▶ _Exercise aim_: Pick up the summary of the paper on MeV photon entanglement in PET imaging after its last sentence and continue it.

▶ _Passage for review_:

Photon quantum entanglement in the MeV regime and its application in PET imaging

TL;DR

This paper explores the use of quantum entanglement of photon pairs in the MeV energy range to improve PET imaging, validated by experiments and simulations, and proposes new methods for background correction.

Contribution

It introduces a novel simulation including quantum entanglement effects in MeV photons and demonstrates experimental constraints on entanglement loss in PET.

Findings

Validated simulation matches experimental data from CZT PET.

First experimental constraint on entanglement loss in MeV photons.

Proposed method to improve background correction using entanglement information.

▶ _Given data_:
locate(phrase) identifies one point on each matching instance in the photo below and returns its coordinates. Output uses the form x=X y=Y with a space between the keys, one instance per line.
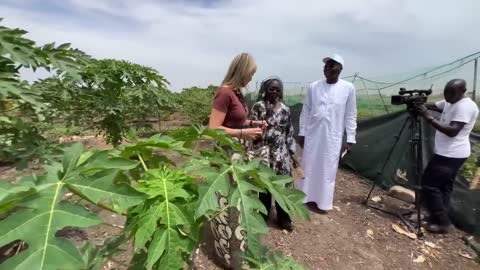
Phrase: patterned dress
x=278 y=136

--

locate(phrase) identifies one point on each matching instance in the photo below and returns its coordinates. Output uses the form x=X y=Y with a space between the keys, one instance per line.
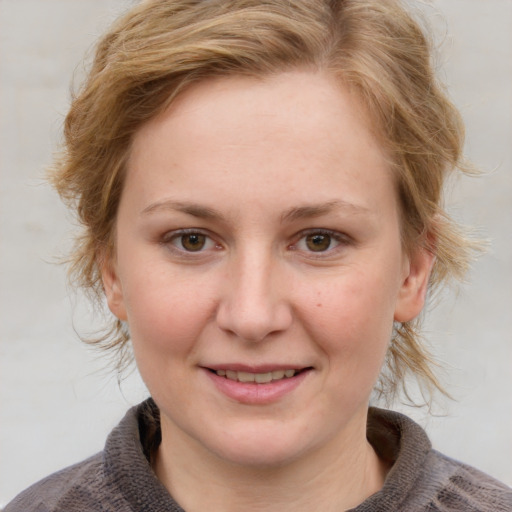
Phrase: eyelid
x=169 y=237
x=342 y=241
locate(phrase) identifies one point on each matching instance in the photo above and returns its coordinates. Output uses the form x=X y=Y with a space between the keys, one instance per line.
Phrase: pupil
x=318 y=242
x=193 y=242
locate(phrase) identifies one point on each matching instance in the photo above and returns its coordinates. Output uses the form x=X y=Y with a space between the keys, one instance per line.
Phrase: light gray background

---

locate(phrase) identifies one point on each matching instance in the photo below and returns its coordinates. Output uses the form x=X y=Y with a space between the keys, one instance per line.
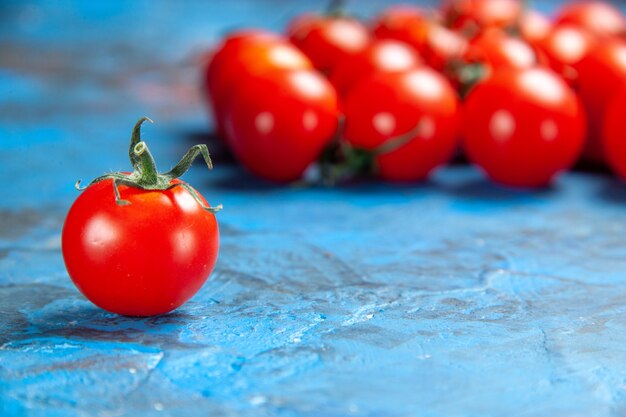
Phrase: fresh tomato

▶ _Exercise output_:
Abstract

Positron Emission Tomography (PET) is a widely-used imaging modality for medical research and clinical diagnosis. Here we demonstrate, through detailed experiments and simulations, an exploration of the benefits of exploiting the quantum entanglement of linear polarisation between the two positron annihilation photons utilised in PET. A new simulation, which includes the predicted influence of quantum entanglement on the interaction of MeV-scale photons with matter, is validated by comparison with experimental data from a cadmium zinc telluride (CZT) PET demonstrator apparatus. In addition, a modified setup enabled the first experimental constraint on entanglement loss for photons in the MeV regime. Quantum-entangled PET offers new methodologies to address key challenges in next generation imaging. As an indication of the potential benefits, we present a simple method to quantify and remove in-patient scatter and random backgrounds using only the quantum entanglement information in the PET events.